TASK REQUIREMENTS:
1) Please reproduce, word for word, the part of the thread on CWM backup dates that opens with the words containing "interesting that this" and closes with "that a whirl.".
2) In the thread on CWM backup dates, which version of CWM does TenderloinShadow say he is running?

SOURCE:
__________
# CWM Backup Dates



## TenderloinShadow (Nov 4, 2011)

So, I own a d2vzw, and I'm running CWM 6.0.1.2, and I think we all know already that the date stamps on backups are totally fubar. Random dates in 1970 makes it so difficult to keep track of which backup was done when, especially since I'm flashing multiple ROMs. I've taken to only keeping one backup at a time and deleting the rest (which also saves space on the sdcard).

I'm just wondering, though, if there was a new version out that I haven't heard of yet that has this bug fixed. If not... well, I can deal with it, but it would be nice.


----------



## invisiblek (Aug 19, 2011)

interesting that this was just posted like a half hour go lol

http://rootzwiki.com/topic/34501-whats-up-with-the-dates/#entry966312


----------



## Spaniard85 (Jun 25, 2011)

My backups will get the proper timestamp if I initiate the backup from ROM Manager. Give that a whirl.

Sent from my SCH-I535 using RootzWiki


----------



## mav3rick478 (Aug 20, 2011)

Is anyone else having issues trying to backup to external SD from within ROM Manager, the option is grayed out on the latest version but before that I could do it and get the random date format that the OP is speaking of.


----------
__________
DATA EXCERPTS:
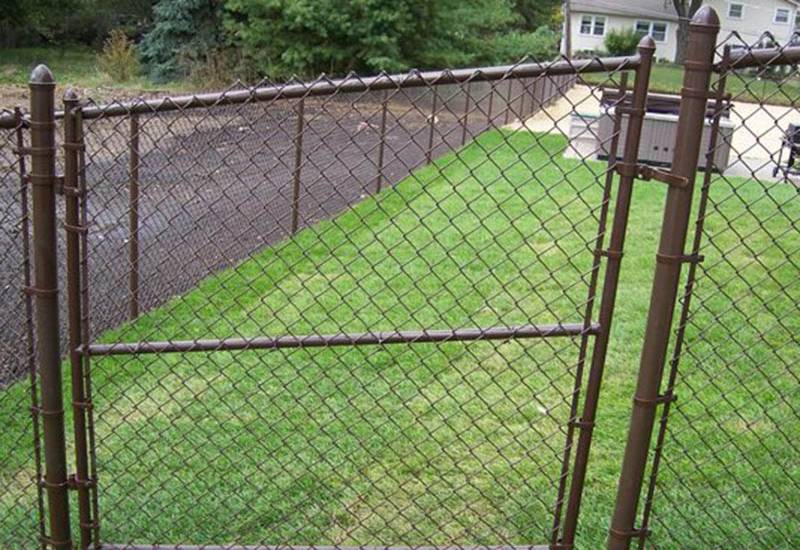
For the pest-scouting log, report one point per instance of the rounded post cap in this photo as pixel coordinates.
(42, 75)
(71, 95)
(706, 17)
(647, 43)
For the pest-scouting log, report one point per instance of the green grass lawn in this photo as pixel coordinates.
(424, 444)
(743, 86)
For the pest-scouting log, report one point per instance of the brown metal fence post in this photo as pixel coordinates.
(694, 96)
(719, 108)
(133, 216)
(590, 304)
(611, 278)
(43, 179)
(465, 117)
(73, 143)
(298, 165)
(30, 350)
(382, 140)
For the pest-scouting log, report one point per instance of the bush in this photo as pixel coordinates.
(185, 34)
(540, 45)
(622, 42)
(118, 58)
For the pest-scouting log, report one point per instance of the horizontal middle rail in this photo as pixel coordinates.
(343, 339)
(110, 546)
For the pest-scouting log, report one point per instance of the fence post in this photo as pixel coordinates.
(382, 141)
(694, 96)
(298, 164)
(73, 144)
(43, 179)
(465, 118)
(133, 216)
(432, 126)
(609, 293)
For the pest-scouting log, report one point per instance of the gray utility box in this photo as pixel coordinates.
(659, 131)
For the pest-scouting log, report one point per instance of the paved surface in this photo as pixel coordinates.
(216, 186)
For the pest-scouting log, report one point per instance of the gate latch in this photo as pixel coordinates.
(647, 173)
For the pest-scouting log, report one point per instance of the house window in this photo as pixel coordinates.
(593, 24)
(735, 11)
(656, 29)
(782, 16)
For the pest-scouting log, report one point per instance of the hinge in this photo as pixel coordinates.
(646, 173)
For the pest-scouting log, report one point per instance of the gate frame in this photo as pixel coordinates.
(42, 124)
(670, 257)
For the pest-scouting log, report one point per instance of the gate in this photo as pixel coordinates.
(376, 313)
(403, 365)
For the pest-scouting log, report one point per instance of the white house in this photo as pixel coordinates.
(591, 20)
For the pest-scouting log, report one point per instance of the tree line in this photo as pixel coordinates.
(281, 38)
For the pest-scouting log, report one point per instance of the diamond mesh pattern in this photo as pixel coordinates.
(729, 471)
(19, 441)
(424, 208)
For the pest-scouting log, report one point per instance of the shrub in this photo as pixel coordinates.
(540, 45)
(622, 42)
(185, 34)
(118, 58)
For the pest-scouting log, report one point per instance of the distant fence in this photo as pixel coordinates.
(375, 312)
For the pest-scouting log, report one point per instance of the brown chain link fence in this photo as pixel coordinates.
(375, 312)
(728, 472)
(323, 226)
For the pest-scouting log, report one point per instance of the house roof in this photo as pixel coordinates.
(656, 9)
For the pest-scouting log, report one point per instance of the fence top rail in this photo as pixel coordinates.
(324, 86)
(344, 339)
(759, 57)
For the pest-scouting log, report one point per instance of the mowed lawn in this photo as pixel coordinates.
(743, 85)
(440, 444)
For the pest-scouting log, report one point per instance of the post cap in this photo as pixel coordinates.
(706, 17)
(647, 43)
(71, 95)
(42, 75)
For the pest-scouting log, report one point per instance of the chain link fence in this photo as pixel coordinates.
(727, 474)
(374, 312)
(429, 216)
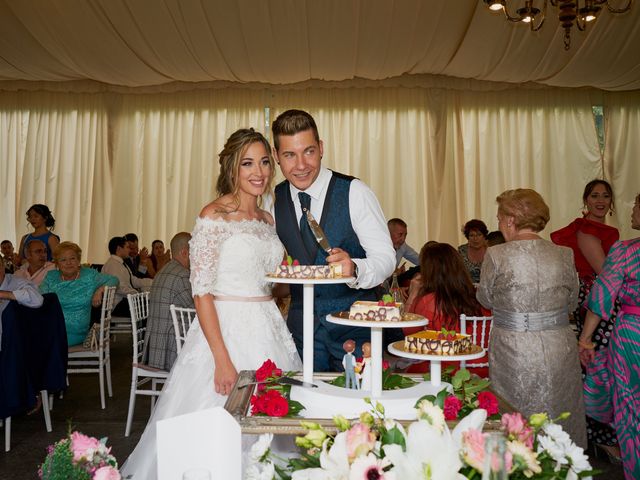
__________
SOLUTIONS TO THE TASKS:
1)
interesting that this was just posted like a half hour go lol

http://rootzwiki.com/topic/34501-whats-up-with-the-dates/#entry966312


----------



## Spaniard85 (Jun 25, 2011)

My backups will get the proper timestamp if I initiate the backup from ROM Manager. Give that a whirl.

2) CWM 6.0.1.2.